• [MATERIALS PROVIDED]
....

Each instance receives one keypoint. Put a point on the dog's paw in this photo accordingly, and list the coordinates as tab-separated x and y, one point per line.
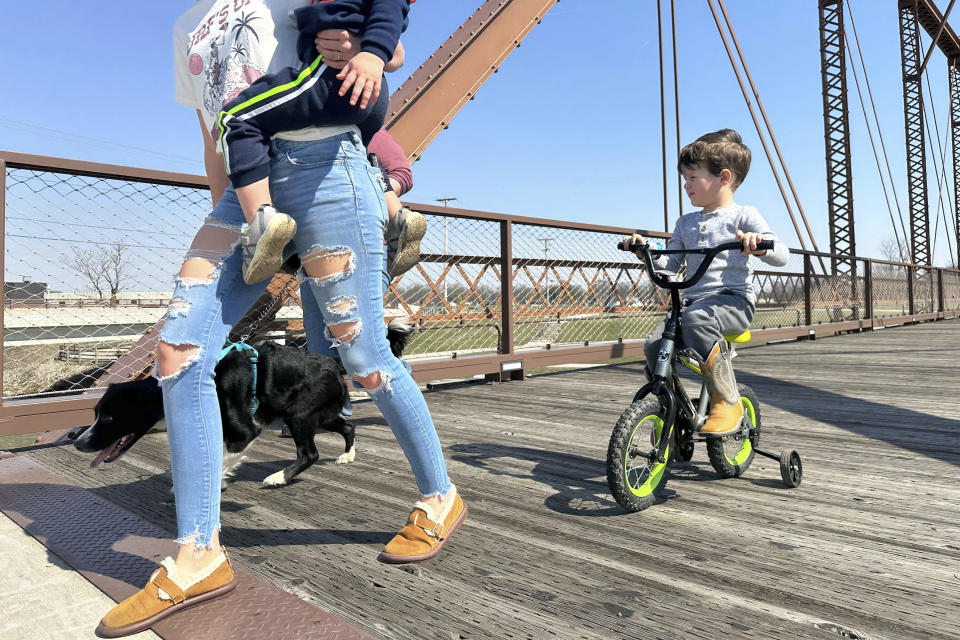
349	456
274	480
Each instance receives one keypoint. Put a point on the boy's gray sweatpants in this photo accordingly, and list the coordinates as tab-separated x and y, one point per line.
705	322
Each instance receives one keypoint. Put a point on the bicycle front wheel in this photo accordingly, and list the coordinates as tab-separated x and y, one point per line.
634	474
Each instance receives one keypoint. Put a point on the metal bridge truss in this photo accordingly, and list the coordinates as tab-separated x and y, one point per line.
836	124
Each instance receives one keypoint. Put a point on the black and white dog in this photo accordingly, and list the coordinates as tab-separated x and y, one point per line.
304	390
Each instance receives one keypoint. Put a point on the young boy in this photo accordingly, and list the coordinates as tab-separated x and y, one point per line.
724	300
293	99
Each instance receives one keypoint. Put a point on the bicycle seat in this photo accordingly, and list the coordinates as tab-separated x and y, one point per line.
737	337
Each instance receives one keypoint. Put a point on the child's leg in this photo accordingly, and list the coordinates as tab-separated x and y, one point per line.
284	101
704	324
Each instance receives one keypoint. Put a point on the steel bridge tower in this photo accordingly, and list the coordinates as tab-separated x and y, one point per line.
836	129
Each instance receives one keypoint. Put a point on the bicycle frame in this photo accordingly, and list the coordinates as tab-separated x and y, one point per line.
665	369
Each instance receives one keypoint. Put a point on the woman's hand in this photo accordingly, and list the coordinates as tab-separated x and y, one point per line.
750	240
630	240
364	73
337	47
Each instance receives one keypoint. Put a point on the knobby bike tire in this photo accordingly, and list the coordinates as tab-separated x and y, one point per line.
728	460
634	487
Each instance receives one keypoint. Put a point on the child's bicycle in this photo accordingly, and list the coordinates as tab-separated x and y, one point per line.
663	422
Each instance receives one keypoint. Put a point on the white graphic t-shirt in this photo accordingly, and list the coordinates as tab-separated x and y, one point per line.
221	46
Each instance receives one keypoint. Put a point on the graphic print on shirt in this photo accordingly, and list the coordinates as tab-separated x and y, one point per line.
225	48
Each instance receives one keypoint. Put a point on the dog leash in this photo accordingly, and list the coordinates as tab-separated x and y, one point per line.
254	357
242	345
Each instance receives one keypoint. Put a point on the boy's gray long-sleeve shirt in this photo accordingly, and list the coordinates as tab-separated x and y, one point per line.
730	270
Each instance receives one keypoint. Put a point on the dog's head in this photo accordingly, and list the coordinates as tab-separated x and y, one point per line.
122	416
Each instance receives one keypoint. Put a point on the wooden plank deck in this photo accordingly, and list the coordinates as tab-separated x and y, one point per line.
868	546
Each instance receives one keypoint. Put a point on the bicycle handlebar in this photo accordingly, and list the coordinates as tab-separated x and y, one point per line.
708	253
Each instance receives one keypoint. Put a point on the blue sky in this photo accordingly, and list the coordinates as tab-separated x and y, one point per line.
568	129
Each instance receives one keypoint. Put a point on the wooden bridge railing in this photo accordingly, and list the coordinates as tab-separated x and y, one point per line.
494	294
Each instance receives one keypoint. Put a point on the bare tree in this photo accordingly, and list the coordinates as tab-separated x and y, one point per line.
103	268
892	250
114	271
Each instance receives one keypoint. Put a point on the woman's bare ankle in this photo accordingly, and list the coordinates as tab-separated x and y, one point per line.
191	559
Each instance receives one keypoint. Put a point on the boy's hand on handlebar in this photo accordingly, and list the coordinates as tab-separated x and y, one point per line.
750	240
629	241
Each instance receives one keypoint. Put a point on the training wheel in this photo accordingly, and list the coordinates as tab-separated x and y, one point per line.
791	468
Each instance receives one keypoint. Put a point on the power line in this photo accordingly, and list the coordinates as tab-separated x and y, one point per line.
47	131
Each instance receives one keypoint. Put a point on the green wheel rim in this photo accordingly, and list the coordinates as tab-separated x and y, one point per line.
650	476
746	448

....

• [WHAT THE EXERCISE ASKS]
Rewrite everything from the line containing "Each instance receives one keypoint. Put a point on the power" down to the end of the records, with "green" replaced by "black" and nothing else changed. Return only those lines.

• [COMPLETE ANSWER]
Each instance receives one keypoint. Put a point on the power line in this photo accordingly, and list the coordinates as tab-separated x and y, one point per line.
47	131
Each instance receives one keypoint. Put a point on the black wheel rim in this photo accordingly, and list the coordinates as tab-separated x and y, one point per line.
650	476
746	448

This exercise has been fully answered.